- Supplied records

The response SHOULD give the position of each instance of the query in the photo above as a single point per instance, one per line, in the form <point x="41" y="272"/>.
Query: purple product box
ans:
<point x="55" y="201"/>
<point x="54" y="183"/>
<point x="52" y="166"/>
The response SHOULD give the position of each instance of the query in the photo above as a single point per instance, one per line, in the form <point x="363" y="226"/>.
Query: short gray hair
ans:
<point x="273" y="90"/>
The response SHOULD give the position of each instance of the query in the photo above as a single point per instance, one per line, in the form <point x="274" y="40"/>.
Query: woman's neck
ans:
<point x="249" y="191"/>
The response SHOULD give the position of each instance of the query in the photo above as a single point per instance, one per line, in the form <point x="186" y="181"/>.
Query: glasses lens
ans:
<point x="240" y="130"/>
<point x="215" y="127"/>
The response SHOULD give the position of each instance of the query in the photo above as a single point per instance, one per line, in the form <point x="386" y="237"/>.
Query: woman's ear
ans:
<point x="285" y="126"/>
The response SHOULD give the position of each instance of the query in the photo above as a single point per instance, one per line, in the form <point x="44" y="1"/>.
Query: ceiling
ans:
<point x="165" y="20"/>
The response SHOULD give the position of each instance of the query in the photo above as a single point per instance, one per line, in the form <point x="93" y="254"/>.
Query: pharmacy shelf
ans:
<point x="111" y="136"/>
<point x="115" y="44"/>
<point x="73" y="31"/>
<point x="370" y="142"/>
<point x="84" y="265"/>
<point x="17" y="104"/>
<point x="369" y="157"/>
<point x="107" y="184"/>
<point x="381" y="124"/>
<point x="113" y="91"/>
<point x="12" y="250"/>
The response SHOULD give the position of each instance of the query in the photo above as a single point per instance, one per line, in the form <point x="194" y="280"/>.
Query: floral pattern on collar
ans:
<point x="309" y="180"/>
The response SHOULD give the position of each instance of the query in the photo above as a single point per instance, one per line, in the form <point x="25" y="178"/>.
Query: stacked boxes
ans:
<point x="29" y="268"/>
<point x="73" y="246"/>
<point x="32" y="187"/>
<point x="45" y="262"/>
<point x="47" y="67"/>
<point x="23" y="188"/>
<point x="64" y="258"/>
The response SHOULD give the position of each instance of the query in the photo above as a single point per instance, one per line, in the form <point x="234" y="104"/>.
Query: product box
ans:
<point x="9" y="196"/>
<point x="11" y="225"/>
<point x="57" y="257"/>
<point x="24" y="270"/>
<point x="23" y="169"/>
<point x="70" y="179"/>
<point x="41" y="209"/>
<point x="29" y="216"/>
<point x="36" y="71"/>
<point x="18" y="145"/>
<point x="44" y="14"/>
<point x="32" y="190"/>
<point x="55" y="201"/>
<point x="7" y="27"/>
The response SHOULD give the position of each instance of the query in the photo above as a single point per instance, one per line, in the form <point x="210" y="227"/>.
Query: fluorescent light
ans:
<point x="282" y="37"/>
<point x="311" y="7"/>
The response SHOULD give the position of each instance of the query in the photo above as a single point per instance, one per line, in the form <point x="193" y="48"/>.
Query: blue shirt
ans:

- Task goal
Each line of the listing should be copied exactly.

- Written answer
The response SHOULD give the position of each instance of the query in the photo above as a single point per instance, one per line, in the form <point x="41" y="272"/>.
Query: purple product box
ans:
<point x="55" y="201"/>
<point x="54" y="183"/>
<point x="52" y="166"/>
The response SHOULD give the position of each instance of the query in the photo above as a single point per instance, one per line, in the form <point x="363" y="226"/>.
Query: short gray hair
ans:
<point x="273" y="90"/>
The response SHOULD give the position of each instance of the query in the photo above as a single point per instance, one per line, in the form <point x="274" y="40"/>.
Query: woman's neck
ans:
<point x="249" y="191"/>
The response SHOULD give the position of each instance of the query in the photo above as a single point per instance, one per line, in the form <point x="186" y="181"/>.
Query: glasses lens
ans:
<point x="240" y="130"/>
<point x="215" y="127"/>
The response SHOULD give the position of each instance of the query in the photo above as a single point per instance, one per line, in the form <point x="386" y="237"/>.
Query: woman's ear
ans:
<point x="285" y="126"/>
The response SHOULD give the position of each instance of the query in the photo above as a single point per instance, one per line, in the form <point x="44" y="1"/>.
Query: ceiling
ans:
<point x="165" y="20"/>
The response SHOULD give the position of each instance of the query in the photo above as a single point per instance, one per line, in the form <point x="93" y="254"/>.
Query: pharmacy shelf
ans:
<point x="111" y="136"/>
<point x="115" y="44"/>
<point x="73" y="31"/>
<point x="370" y="142"/>
<point x="84" y="265"/>
<point x="17" y="104"/>
<point x="369" y="157"/>
<point x="107" y="184"/>
<point x="381" y="124"/>
<point x="113" y="91"/>
<point x="12" y="250"/>
The response SHOULD give the position of each instance of the query in the photo above as a single point per instance, one per line, in the form <point x="194" y="280"/>.
Query: floral pattern on collar
ans:
<point x="309" y="180"/>
The response SHOULD give the position of each instance of the query in the photo above as a single point per instance, one per line, in the form <point x="25" y="178"/>.
Query: stacked boxes
ans:
<point x="29" y="268"/>
<point x="73" y="246"/>
<point x="32" y="187"/>
<point x="45" y="262"/>
<point x="47" y="67"/>
<point x="23" y="188"/>
<point x="64" y="258"/>
The response SHOULD give the position of each instance of the query in the photo above as a single point per instance, one per line, in the form <point x="234" y="104"/>.
Query: product box
ans:
<point x="9" y="196"/>
<point x="11" y="225"/>
<point x="57" y="257"/>
<point x="24" y="270"/>
<point x="23" y="169"/>
<point x="70" y="179"/>
<point x="41" y="209"/>
<point x="29" y="216"/>
<point x="36" y="71"/>
<point x="18" y="145"/>
<point x="44" y="14"/>
<point x="32" y="190"/>
<point x="55" y="201"/>
<point x="7" y="27"/>
The response SHOULD give the position of each instance of the query in the photo above as a single point per instance, one per line, in the form <point x="210" y="227"/>.
Query: fluorescent light
ans:
<point x="282" y="37"/>
<point x="311" y="7"/>
The response SHOULD give the position of each instance of the query in the photo above as a single point per instance, one per line, in the form <point x="193" y="48"/>.
Query: blue shirt
ans:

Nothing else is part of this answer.